Directions>
Examine the records and identify each line that includes the string "fireworks". Copy those lines.
Dataset extract Block Start
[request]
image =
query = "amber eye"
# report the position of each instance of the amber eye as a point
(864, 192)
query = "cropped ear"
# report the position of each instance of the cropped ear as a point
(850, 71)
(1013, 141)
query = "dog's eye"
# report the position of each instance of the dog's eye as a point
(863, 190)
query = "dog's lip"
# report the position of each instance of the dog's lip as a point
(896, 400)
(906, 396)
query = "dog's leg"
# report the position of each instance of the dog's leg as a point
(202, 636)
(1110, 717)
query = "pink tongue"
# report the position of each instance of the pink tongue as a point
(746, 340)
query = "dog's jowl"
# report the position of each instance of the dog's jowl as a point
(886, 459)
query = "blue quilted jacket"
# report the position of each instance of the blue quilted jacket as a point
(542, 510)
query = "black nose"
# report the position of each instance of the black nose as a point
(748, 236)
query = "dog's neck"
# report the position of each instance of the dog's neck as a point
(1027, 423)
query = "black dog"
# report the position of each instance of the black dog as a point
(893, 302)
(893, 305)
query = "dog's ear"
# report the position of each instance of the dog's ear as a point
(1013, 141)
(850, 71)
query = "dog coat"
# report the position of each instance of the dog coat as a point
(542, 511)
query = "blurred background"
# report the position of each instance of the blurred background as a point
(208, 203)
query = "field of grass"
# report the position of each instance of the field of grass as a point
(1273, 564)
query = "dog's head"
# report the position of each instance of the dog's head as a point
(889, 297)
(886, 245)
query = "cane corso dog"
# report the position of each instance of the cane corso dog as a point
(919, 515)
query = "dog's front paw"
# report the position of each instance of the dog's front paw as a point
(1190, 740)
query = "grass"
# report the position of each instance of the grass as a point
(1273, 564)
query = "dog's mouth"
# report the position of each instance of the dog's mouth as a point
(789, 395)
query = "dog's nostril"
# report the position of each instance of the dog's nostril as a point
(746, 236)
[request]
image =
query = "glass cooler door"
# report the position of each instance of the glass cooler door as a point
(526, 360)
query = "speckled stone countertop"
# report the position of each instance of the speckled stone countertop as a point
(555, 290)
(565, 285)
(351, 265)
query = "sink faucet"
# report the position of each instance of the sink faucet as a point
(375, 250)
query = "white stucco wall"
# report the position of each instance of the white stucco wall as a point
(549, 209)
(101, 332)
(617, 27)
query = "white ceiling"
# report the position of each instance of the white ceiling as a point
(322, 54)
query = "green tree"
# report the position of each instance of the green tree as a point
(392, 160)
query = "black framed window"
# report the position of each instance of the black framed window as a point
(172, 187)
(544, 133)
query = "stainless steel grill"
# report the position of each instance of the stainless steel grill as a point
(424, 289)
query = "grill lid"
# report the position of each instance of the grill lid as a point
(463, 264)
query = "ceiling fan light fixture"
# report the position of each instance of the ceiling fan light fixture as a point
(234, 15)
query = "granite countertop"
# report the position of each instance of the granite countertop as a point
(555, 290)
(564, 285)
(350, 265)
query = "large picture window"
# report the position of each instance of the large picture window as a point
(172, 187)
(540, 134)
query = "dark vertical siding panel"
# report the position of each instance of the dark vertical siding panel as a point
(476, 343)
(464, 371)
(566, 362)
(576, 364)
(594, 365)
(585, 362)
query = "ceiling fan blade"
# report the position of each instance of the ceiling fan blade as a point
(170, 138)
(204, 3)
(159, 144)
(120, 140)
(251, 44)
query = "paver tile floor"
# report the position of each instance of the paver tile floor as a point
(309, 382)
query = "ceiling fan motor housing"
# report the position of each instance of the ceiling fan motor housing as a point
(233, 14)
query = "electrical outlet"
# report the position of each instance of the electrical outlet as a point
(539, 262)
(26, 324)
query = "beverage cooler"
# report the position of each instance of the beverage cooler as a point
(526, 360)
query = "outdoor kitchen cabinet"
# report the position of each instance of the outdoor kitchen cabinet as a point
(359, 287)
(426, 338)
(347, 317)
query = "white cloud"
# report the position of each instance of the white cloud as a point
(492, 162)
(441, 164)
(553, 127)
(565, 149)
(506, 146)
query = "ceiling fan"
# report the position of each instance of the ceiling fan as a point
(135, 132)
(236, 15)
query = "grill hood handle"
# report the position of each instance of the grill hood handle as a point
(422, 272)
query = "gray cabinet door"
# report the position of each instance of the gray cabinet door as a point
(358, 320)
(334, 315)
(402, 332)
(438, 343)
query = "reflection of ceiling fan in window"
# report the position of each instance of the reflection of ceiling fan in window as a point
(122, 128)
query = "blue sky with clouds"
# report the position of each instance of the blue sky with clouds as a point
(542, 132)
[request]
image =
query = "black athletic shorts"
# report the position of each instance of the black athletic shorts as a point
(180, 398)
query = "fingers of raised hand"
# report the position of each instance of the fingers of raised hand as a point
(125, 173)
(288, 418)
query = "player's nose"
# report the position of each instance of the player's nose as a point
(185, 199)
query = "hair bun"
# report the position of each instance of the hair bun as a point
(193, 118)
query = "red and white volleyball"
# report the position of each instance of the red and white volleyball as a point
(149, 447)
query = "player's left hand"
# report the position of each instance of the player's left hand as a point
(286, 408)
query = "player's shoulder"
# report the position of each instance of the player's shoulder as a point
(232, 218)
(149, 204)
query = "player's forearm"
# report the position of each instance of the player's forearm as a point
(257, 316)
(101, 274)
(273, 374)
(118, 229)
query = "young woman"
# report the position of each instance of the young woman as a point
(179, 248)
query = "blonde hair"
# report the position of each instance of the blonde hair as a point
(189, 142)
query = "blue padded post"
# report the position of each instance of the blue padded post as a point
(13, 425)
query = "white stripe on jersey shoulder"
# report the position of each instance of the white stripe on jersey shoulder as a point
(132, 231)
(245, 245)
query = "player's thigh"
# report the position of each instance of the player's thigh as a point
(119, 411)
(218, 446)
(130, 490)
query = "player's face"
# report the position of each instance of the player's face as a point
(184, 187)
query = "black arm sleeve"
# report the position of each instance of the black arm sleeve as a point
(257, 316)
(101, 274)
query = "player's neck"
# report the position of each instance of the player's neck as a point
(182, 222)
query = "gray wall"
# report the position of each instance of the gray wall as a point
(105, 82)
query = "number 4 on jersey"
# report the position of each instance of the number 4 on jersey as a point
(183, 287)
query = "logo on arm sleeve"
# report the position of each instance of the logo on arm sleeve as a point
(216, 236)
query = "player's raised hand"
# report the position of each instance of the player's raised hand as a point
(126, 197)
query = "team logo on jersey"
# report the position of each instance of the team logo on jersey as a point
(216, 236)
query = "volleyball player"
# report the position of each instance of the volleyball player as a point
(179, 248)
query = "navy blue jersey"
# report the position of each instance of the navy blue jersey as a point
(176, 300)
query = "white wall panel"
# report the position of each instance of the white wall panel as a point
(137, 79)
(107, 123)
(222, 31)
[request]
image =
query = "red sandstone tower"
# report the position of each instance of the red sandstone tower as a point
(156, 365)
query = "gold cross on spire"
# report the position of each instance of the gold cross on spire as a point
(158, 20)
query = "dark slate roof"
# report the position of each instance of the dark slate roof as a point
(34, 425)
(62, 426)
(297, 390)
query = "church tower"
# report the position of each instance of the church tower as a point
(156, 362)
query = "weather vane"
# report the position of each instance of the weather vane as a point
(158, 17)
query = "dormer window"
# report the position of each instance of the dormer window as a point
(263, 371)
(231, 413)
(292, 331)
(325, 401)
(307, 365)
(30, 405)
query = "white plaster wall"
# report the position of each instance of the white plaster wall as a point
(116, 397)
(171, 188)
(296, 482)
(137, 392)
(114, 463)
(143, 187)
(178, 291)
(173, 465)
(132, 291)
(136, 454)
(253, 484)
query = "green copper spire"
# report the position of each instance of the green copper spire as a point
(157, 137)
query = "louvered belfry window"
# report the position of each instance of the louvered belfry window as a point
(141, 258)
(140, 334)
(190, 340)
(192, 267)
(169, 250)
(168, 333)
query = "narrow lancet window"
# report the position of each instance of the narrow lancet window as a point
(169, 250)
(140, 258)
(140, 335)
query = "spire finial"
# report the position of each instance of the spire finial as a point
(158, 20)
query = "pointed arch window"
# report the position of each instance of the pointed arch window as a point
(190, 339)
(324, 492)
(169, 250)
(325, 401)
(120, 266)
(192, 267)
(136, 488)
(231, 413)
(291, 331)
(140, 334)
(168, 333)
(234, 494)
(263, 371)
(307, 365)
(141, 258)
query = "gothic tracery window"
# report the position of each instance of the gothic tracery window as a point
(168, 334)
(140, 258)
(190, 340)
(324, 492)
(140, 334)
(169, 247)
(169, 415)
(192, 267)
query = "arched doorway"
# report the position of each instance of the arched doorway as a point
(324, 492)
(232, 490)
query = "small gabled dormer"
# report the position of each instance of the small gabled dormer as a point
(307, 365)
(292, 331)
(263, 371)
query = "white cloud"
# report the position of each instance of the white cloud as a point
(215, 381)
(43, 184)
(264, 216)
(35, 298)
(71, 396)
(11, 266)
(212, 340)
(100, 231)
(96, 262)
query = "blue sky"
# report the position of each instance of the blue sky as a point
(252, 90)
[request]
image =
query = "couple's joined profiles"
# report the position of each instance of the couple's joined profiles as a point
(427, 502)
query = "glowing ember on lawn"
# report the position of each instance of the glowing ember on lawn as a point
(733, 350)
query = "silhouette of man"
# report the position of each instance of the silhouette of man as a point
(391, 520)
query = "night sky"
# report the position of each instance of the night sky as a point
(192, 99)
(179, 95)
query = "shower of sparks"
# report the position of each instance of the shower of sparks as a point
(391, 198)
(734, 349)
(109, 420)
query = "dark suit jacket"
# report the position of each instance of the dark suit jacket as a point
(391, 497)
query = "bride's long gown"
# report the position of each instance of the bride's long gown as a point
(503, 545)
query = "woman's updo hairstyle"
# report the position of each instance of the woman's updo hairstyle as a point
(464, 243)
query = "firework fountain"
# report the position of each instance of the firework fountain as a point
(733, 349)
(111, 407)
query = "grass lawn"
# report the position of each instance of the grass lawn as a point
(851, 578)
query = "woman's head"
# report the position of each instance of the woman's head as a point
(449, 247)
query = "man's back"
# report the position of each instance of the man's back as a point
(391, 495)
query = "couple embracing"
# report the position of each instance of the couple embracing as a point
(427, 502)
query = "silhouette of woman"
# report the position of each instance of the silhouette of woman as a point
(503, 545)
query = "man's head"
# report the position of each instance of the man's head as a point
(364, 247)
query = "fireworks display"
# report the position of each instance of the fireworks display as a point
Dataset extract Block End
Completed exercise>
query = "fireworks display"
# report the position of each instance of the fireworks display as a point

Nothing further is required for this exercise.